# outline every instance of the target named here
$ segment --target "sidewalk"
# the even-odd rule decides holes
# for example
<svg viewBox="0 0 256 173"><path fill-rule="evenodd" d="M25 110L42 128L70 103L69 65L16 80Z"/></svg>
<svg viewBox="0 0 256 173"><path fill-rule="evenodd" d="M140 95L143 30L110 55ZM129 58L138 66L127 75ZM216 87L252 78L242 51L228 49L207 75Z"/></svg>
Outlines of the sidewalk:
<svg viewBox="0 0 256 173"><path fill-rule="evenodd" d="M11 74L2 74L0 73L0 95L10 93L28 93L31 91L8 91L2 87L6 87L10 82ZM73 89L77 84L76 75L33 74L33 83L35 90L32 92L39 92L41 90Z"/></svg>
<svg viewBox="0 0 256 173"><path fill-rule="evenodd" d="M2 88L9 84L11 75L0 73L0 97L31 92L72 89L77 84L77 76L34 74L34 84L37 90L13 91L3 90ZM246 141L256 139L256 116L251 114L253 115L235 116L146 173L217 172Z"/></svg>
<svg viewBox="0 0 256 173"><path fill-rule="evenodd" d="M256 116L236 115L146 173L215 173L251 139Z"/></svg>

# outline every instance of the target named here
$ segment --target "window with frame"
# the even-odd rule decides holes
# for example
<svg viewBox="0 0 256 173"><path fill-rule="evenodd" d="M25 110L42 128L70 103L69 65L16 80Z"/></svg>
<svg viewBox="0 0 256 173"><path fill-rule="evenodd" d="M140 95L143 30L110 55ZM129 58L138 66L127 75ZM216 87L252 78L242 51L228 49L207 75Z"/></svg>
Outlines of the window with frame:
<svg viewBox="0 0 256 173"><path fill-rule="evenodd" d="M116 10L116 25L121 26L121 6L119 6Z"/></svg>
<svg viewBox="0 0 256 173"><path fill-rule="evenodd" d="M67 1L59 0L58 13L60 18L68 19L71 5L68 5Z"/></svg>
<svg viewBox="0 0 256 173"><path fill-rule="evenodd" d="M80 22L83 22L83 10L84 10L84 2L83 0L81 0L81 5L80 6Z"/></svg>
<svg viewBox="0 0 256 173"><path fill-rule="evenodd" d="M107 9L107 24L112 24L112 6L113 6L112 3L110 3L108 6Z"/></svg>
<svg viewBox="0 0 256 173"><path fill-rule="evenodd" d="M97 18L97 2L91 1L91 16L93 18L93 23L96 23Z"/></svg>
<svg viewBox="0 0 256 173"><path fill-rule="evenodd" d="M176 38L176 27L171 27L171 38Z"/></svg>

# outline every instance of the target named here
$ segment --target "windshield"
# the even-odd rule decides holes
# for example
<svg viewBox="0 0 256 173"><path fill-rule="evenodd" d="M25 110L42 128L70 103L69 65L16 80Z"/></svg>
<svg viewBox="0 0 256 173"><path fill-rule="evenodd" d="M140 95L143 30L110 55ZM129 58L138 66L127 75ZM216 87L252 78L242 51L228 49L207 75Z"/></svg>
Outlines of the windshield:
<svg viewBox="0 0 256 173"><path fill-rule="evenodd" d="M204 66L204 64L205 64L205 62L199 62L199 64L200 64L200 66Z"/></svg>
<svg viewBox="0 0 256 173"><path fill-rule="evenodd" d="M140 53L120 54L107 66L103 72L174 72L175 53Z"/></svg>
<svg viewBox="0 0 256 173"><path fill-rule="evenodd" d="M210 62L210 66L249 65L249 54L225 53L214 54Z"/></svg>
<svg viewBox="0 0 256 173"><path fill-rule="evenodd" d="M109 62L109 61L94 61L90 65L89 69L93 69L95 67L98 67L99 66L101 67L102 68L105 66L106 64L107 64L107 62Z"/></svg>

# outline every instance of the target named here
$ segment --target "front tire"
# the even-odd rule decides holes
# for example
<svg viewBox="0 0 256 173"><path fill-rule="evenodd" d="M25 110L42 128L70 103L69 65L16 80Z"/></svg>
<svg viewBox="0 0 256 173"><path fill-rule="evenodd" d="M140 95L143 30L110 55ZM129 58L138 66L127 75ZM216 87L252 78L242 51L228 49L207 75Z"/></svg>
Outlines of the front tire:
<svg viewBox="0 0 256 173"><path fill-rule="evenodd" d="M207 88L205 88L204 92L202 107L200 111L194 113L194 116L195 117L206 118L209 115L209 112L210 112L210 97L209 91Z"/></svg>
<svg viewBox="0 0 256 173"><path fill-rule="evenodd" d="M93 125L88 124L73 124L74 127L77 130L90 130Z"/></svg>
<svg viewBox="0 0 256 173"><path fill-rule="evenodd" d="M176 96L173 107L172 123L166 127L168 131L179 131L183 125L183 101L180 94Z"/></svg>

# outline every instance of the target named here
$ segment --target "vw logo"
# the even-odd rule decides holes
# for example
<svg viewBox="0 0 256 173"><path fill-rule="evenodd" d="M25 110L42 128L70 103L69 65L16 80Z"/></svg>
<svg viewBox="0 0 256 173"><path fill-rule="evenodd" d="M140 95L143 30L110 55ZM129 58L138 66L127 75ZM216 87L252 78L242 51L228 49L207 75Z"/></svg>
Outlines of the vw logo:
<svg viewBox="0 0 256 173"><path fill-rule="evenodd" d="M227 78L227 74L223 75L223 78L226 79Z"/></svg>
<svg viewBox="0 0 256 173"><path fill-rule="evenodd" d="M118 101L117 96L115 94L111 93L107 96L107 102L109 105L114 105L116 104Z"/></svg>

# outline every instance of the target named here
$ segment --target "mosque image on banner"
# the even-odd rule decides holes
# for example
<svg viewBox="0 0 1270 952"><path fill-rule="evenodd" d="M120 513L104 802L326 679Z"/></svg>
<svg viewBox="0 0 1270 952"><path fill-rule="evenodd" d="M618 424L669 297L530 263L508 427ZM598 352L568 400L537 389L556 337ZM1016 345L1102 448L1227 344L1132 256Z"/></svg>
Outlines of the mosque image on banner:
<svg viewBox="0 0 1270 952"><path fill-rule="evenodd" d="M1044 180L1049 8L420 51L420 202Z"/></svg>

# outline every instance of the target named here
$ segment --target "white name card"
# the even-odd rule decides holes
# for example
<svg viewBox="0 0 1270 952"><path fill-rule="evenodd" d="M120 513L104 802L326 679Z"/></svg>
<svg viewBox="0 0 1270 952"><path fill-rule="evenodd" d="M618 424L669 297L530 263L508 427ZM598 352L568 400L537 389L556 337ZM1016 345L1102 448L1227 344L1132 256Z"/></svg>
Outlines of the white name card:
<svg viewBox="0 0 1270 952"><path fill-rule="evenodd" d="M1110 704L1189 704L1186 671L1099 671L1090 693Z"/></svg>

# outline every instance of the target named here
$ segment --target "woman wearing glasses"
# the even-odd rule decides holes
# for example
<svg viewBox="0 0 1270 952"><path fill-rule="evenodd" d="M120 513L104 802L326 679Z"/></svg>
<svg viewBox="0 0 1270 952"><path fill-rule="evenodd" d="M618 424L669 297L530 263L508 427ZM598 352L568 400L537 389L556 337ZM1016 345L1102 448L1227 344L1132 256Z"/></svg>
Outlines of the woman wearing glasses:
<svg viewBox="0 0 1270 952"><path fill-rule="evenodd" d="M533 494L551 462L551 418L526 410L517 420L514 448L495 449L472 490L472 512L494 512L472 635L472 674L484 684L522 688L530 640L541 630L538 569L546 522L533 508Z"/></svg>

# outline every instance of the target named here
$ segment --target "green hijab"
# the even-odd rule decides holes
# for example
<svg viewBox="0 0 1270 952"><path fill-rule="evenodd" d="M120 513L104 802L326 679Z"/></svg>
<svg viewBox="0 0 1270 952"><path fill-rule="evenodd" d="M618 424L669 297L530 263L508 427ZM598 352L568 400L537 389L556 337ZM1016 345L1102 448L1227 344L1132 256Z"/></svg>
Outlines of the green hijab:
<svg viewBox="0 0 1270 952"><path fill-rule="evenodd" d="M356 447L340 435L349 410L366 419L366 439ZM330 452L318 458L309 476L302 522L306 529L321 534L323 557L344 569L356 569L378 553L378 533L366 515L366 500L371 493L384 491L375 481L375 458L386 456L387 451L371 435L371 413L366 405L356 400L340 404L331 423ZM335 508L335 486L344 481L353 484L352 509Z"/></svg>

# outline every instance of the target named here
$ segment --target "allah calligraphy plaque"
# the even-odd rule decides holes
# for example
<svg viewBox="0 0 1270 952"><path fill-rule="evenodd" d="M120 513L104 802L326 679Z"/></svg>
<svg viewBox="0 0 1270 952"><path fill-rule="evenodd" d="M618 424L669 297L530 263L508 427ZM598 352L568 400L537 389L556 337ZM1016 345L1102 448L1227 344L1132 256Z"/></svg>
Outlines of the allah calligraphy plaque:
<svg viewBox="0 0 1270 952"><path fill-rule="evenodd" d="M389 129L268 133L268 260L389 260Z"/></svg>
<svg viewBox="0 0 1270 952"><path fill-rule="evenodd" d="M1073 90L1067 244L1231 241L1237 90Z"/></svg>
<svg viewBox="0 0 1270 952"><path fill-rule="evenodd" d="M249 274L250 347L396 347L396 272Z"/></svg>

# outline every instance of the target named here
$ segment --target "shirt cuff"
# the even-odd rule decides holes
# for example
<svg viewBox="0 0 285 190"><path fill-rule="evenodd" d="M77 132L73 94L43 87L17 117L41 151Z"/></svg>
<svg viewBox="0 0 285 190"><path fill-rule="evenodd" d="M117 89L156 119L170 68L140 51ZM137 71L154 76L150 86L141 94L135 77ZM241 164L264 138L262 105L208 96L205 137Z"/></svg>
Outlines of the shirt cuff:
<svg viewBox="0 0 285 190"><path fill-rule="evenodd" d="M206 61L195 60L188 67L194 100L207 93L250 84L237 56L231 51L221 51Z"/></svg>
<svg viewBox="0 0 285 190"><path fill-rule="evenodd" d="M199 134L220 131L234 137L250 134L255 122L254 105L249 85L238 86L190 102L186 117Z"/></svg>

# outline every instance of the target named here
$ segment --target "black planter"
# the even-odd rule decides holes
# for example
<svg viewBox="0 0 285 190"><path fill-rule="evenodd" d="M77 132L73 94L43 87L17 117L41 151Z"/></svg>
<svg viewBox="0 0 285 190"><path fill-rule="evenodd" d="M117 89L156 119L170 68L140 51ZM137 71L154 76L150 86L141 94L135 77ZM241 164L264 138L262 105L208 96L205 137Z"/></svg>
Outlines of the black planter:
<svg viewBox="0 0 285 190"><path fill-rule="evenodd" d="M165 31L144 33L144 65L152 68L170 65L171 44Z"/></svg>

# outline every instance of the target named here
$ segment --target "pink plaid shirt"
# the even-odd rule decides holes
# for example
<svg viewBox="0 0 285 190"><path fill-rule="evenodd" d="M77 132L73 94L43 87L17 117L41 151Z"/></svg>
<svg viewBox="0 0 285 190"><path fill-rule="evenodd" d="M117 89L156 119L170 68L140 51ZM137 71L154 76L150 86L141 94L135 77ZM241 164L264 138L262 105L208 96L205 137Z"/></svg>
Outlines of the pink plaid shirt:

-- -- --

__SHORT TASK__. Gather each line from the items above that contains the string "wearing", and copy each one in full.

__SOLUTION TO THIS PROBLEM__.
$ segment --target "woman wearing glasses"
Outlines of the woman wearing glasses:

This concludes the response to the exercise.